WHAT THIS TASK INVOLVES »
Copy out every line exactly as given.

(Coordinate annotation entries)
◇ ◇ ◇ ◇

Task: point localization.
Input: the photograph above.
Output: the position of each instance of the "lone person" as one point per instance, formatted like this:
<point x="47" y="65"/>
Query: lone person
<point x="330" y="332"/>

◇ ◇ ◇ ◇

RESPONSE BELOW »
Task: point localization.
Input: the photograph above.
Output: the position of each instance of the "lone person" as one point per instance, formatted like this:
<point x="47" y="65"/>
Query: lone person
<point x="330" y="332"/>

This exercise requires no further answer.